- [TASK ITEM] Extract, from the records beneath this instruction, each line that contains the word "wheel".
START EXERCISE DATA
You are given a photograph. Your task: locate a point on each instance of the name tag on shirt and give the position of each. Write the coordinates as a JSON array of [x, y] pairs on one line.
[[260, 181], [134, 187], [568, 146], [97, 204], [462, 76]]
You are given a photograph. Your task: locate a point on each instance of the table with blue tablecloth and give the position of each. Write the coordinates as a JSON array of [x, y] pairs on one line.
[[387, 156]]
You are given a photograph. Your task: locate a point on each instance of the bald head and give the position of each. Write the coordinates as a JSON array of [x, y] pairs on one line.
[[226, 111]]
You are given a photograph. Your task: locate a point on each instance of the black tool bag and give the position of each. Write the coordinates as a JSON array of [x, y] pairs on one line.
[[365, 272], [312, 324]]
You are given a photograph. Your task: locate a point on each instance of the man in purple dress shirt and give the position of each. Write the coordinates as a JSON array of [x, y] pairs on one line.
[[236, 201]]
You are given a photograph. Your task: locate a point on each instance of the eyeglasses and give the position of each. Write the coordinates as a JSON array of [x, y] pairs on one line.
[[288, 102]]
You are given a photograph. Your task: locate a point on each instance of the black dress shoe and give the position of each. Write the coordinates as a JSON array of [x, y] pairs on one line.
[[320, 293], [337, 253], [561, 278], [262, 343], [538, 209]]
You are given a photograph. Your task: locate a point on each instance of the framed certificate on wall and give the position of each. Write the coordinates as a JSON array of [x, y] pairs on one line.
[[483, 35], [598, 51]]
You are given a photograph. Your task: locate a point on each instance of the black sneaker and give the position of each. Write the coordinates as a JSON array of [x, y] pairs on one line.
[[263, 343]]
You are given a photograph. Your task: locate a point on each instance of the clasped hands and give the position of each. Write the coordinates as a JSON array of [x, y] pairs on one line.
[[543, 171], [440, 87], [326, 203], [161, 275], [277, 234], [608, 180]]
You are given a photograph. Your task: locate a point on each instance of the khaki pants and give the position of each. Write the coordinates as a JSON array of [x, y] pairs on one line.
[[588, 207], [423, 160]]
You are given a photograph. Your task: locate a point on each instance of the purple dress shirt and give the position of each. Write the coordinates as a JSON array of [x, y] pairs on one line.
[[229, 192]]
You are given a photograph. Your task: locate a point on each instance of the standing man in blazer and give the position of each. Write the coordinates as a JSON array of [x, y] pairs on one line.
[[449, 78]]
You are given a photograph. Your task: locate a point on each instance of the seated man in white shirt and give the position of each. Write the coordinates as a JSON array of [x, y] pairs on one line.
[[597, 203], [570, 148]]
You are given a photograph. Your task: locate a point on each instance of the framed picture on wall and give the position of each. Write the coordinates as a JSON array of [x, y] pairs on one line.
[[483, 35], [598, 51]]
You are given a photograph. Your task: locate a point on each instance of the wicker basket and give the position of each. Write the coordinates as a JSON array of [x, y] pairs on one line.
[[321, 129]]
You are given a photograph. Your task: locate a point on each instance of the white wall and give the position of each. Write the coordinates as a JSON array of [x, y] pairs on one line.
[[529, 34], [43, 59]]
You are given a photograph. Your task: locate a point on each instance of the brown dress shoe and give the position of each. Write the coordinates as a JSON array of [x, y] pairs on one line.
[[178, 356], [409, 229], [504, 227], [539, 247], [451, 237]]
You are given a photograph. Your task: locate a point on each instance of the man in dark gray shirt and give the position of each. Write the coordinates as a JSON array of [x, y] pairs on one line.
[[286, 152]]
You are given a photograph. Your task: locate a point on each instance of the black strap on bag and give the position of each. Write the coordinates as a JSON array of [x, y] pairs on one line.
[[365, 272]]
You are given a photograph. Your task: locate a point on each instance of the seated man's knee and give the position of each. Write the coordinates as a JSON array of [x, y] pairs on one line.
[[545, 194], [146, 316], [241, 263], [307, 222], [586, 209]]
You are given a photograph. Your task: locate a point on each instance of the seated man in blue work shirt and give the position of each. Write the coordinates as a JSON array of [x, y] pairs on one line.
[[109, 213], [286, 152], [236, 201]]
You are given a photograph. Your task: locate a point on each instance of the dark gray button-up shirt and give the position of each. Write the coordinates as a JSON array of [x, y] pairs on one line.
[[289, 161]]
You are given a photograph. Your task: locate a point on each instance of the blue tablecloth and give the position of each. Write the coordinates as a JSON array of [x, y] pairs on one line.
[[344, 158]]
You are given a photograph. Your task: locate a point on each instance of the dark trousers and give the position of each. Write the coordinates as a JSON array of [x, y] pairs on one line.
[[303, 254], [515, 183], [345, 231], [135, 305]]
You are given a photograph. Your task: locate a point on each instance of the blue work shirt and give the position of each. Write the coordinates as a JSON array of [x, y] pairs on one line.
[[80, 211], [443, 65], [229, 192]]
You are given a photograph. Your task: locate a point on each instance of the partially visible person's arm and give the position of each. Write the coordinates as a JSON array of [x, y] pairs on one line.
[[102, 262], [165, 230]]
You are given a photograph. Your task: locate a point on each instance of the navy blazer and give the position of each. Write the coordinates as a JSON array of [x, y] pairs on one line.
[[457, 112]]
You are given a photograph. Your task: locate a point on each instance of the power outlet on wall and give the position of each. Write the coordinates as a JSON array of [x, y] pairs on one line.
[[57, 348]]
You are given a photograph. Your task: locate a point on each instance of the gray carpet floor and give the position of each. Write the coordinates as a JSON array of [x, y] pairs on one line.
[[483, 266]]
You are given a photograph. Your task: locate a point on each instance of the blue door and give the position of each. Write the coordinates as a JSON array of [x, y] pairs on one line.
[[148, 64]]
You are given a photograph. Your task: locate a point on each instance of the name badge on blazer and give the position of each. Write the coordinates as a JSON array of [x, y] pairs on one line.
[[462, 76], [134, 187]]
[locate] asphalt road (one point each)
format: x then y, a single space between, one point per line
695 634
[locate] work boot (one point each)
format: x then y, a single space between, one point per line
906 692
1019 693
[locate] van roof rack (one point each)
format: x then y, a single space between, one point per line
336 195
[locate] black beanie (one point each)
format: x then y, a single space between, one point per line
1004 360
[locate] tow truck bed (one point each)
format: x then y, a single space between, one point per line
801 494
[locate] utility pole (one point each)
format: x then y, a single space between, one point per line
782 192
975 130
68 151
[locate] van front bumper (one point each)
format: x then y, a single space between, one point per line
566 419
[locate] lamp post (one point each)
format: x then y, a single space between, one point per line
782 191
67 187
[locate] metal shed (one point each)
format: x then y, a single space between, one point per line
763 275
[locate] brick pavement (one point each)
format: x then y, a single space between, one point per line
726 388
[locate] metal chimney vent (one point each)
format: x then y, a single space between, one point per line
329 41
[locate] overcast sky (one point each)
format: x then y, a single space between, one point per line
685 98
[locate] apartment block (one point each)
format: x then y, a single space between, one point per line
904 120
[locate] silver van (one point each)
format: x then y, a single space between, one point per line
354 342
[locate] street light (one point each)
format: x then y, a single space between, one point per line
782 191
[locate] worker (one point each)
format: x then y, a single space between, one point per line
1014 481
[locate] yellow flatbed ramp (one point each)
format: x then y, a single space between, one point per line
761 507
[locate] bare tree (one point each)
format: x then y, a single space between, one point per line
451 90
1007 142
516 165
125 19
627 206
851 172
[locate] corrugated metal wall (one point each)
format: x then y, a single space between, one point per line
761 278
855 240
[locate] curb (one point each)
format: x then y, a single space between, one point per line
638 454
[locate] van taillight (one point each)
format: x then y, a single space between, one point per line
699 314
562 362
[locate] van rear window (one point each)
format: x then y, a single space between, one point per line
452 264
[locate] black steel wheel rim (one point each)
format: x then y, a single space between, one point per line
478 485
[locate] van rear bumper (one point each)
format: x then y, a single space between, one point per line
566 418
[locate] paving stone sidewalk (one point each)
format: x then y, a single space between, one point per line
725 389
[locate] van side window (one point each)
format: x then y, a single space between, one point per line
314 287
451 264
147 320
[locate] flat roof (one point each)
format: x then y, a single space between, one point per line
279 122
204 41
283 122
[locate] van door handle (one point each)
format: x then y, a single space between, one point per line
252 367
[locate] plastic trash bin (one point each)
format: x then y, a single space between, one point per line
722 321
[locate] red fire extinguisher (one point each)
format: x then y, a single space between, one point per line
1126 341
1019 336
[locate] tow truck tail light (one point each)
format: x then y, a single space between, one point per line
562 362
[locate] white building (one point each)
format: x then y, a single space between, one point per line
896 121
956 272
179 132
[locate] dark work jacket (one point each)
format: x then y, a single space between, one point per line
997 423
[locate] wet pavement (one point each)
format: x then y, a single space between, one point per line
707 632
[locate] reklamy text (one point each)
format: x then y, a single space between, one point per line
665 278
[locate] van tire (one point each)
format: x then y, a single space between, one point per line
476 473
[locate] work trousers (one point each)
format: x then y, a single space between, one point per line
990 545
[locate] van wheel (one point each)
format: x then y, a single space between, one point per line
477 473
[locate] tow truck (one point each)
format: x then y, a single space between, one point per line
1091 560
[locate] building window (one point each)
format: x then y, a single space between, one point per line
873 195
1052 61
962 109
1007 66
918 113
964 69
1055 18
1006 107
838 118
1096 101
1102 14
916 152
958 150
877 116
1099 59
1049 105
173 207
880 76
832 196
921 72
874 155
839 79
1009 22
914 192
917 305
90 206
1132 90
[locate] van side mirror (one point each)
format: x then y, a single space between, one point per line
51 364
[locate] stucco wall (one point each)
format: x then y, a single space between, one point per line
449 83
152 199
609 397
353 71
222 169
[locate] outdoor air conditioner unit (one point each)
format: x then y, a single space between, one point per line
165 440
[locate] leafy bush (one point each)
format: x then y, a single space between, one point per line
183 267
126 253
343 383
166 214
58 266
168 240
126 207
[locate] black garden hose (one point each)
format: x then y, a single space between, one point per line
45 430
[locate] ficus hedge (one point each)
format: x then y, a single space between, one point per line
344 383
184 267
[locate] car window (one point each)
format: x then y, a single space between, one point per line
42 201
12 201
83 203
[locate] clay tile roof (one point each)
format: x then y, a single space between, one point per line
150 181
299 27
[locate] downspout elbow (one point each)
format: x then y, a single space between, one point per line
END EXERCISE DATA
- [REPLY]
[locate] black steel wheel rim (one point each)
[locate] van wheel (one point each)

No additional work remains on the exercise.